[[ Information shown, beginning ]]

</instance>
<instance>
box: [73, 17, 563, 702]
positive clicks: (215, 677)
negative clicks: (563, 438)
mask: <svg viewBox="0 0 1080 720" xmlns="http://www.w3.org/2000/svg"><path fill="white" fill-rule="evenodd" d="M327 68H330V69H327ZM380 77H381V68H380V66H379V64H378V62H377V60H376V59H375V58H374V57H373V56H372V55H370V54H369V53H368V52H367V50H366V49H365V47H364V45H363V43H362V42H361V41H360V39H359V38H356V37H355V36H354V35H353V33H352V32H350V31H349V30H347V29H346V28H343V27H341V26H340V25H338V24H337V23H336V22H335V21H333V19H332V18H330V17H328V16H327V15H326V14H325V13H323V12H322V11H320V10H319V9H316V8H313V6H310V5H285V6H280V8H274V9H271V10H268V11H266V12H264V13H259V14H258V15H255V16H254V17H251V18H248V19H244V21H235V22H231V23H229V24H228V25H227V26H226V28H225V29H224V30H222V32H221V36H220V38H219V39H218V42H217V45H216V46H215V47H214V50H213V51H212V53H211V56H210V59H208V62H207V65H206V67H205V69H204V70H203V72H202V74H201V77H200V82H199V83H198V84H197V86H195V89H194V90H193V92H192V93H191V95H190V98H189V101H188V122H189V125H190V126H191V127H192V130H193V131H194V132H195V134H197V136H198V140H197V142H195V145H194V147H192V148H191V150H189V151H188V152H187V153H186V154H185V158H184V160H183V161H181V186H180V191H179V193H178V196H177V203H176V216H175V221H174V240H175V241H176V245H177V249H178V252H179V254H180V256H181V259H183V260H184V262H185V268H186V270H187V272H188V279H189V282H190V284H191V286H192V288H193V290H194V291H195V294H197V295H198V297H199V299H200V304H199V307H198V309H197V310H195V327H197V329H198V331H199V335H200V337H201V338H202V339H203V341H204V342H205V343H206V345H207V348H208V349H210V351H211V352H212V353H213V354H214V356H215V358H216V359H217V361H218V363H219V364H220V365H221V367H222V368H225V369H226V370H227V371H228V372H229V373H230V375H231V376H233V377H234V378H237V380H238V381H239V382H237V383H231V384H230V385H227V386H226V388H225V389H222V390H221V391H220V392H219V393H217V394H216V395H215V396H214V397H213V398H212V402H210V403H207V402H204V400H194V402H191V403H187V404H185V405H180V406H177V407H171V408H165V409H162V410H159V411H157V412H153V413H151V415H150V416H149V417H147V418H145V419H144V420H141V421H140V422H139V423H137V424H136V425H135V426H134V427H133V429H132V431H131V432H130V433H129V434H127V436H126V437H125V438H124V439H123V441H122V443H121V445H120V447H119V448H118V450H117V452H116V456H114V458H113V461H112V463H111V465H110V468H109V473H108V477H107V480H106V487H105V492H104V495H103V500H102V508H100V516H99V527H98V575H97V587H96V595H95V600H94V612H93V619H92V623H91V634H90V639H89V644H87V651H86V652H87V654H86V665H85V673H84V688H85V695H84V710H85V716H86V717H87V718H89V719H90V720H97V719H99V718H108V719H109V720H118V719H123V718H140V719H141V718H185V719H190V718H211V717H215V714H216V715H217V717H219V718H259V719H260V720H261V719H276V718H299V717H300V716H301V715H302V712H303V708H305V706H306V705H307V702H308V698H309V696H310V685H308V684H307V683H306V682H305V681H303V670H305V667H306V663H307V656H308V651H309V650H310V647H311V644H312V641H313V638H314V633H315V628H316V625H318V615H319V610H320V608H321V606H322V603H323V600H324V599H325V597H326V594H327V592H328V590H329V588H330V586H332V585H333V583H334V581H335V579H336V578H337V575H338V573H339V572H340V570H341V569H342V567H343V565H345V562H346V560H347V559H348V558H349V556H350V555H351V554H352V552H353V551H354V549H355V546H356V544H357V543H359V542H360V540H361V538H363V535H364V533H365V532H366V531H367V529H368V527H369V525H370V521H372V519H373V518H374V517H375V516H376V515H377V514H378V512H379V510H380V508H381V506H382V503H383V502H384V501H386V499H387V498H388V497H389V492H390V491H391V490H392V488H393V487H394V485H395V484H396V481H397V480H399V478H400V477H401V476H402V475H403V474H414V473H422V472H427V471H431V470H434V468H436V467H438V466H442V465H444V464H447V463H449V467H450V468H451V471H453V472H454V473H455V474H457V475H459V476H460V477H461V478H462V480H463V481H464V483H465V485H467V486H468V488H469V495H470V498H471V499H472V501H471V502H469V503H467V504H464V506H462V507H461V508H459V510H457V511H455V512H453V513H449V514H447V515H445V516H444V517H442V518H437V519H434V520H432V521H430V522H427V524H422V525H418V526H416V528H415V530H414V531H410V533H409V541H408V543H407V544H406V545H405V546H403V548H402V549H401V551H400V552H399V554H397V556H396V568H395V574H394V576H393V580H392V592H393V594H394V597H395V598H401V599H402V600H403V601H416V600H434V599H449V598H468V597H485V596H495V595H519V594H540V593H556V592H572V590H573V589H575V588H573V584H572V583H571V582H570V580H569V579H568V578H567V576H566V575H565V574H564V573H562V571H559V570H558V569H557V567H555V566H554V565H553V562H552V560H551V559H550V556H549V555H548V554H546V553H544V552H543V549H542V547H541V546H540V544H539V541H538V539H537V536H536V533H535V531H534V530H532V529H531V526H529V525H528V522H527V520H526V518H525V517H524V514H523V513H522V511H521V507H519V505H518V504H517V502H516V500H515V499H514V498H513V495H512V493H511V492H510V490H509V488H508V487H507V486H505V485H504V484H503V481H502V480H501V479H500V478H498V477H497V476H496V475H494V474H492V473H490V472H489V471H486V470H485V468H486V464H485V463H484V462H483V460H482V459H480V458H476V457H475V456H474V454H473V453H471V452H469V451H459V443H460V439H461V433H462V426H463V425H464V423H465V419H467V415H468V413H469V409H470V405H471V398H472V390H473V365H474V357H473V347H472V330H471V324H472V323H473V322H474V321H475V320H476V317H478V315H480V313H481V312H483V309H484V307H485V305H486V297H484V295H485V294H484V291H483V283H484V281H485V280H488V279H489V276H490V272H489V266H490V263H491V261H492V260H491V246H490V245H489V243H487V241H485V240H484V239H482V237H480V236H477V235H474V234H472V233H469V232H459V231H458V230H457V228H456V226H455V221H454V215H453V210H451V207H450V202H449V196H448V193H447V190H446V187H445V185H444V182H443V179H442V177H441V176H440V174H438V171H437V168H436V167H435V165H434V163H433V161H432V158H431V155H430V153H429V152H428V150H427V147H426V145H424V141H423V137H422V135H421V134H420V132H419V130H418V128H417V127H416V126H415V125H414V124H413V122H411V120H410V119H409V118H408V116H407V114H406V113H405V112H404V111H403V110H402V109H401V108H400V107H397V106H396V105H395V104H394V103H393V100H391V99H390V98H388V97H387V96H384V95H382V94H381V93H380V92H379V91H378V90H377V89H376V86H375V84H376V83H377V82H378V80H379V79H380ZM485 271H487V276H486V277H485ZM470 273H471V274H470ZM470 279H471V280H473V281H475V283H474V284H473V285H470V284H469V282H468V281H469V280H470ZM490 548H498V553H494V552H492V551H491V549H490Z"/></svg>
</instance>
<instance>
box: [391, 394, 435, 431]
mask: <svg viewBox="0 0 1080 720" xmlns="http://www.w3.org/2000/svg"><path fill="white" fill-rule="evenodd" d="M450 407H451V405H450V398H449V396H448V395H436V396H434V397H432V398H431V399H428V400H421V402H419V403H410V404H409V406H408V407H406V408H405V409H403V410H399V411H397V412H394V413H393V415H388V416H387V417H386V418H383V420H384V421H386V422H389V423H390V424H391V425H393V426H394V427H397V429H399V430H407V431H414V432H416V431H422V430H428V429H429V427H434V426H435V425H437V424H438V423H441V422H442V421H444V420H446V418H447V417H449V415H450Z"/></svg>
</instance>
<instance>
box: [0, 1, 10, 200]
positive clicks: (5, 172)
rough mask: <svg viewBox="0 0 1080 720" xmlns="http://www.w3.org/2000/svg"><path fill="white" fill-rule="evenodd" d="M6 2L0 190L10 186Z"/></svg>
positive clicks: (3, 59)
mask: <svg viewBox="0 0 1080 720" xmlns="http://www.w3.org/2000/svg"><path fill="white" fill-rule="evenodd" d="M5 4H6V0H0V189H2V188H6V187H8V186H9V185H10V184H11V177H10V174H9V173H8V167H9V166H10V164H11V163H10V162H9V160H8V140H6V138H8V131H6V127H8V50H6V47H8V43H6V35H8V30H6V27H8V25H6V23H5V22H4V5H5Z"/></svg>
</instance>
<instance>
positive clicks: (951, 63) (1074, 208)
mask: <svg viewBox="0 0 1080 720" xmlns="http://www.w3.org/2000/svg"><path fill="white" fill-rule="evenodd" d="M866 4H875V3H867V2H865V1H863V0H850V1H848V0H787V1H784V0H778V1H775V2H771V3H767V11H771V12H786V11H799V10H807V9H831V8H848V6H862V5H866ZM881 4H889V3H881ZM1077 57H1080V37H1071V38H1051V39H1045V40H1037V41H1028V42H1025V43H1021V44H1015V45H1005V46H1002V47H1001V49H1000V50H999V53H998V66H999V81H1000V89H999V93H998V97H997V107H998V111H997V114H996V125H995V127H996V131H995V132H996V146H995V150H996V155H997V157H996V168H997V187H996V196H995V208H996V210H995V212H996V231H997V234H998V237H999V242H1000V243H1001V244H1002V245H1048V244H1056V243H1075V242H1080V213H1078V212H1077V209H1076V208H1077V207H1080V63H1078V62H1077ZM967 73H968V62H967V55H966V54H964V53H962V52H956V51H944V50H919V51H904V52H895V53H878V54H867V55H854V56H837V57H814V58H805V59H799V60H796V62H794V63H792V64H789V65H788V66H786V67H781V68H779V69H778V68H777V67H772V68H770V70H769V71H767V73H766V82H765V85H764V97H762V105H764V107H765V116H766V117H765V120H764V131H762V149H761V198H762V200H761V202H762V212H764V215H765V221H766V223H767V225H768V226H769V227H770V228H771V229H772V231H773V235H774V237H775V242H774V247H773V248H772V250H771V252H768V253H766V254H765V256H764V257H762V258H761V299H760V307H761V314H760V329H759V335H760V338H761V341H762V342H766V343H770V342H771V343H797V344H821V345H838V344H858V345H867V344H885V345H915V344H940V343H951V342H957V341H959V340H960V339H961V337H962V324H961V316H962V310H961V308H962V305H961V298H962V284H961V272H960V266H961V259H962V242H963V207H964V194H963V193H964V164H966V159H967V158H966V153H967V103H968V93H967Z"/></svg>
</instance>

[[ Information shown, end ]]

- [Required action]:
Express the items as a Markdown table with the columns Row and Line, starting at the first line of the items and ending at the line that contains "negative clicks: (563, 438)", including that line. Number each row, and leave out any blank lines.

- [Finished exercise]:
| Row | Line |
|---|---|
| 1 | </instance> |
| 2 | <instance> |
| 3 | box: [73, 17, 563, 702] |
| 4 | positive clicks: (215, 677) |
| 5 | negative clicks: (563, 438) |